CONSIGNES DE L'EXERCICE:
1: Dans l'extrait sur les marionnettes, quel nom Xénophon leur donne-t-il dans son Banquet ?
2: Reprends sous forme de liste numérotée toutes les lignes des enregistrements ci-dessous, sans les lignes vides. Laisse les images hors de ta réponse.

EXTRAIT SOURCE:

::::

Les marionnettes ne concernent pas seulement les enfants. Dans le jardin du Luxembourg, un panneau prévient toujours qu’elles amusent « petits et gens d’esprit ». Au Japon, depuis des siècles, le Bunraku propose aux adultes ses histoires de samouraïs et d’a mours impossibles avec ses figurines de grande taille manipulées à vue par des marionnettistes vêtus de noir. Ce sont les histoires des héros de chansons de geste que nous conte l’« opera dei pupi » sicilien avec ses marionnettes à fils aux armures étincelantes. Chez les Allemands, peuple métaphysique s’il en fut, les marionnettes à gaine nous ont transmis la légende de Faust et de Méphistophélès.

La marionnette nous vient de très loin. Xénophon, dans son Banquet, les mentionne déjà sous le nom de « nevrospastoi », ce qui veut dire à peu près « mus au moyen d’une corde ». Plus tard, d’autres marionnettes apparaissent à Rome, puis dans l’Europe médiévale. L’Orient n’est pas en reste. La Chine découvre les plaisirs du théâtre d’ombre et de la marionnette à gaine alors que, dans le delta du Fleuve rouge, s’agitent, dès le XIIe siècle, les premières marionnettes sur l’eau du Vietnam.

::::

Extraits d'un jeu de données d'annotation par points:
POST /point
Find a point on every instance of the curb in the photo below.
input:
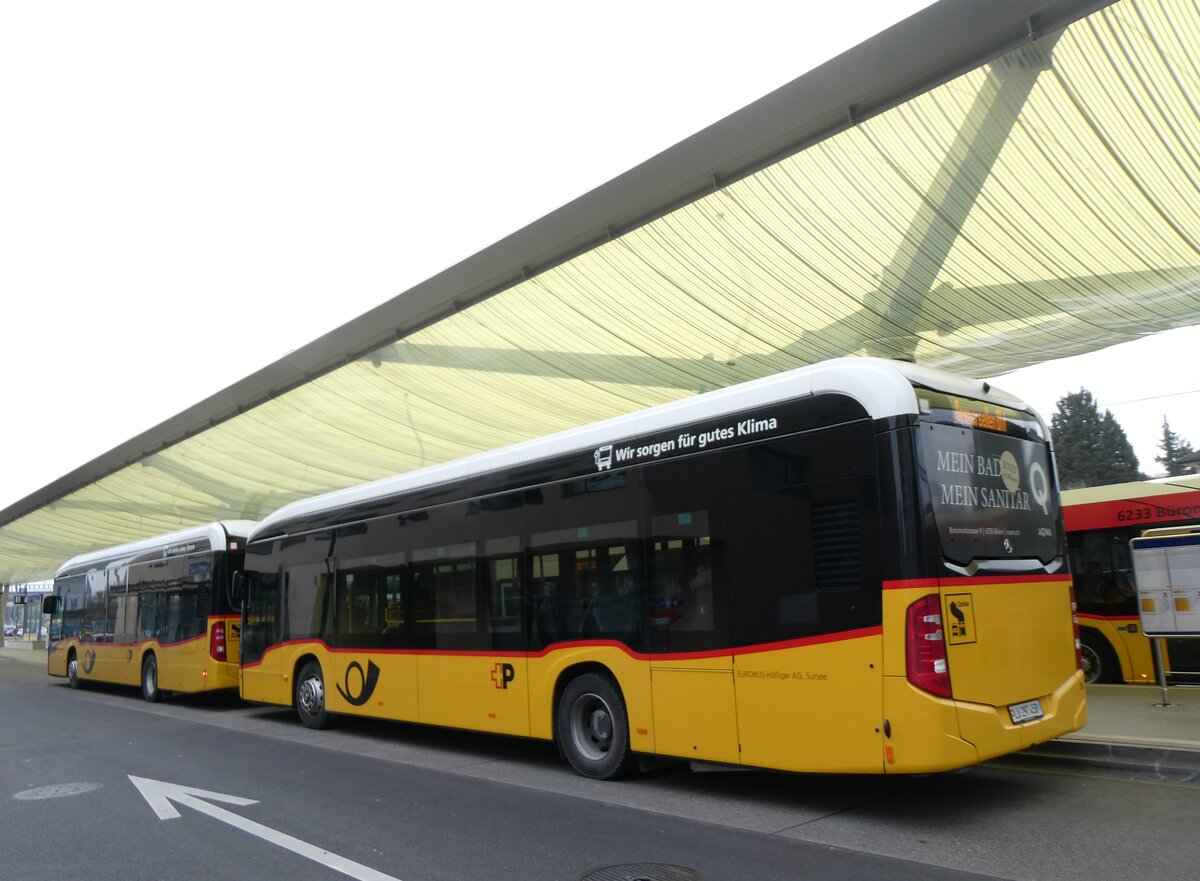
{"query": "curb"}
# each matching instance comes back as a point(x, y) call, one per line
point(1175, 763)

::::

RÉPONSES PAR CONSIGNE:
1: Il les appelle « nevrospastoi ».

2:
1. POST /point
2. Find a point on every instance of the curb in the photo below.
3. input:
4. {"query": "curb"}
5. # each matching instance comes back as a point(x, y) call, one per line
6. point(1175, 763)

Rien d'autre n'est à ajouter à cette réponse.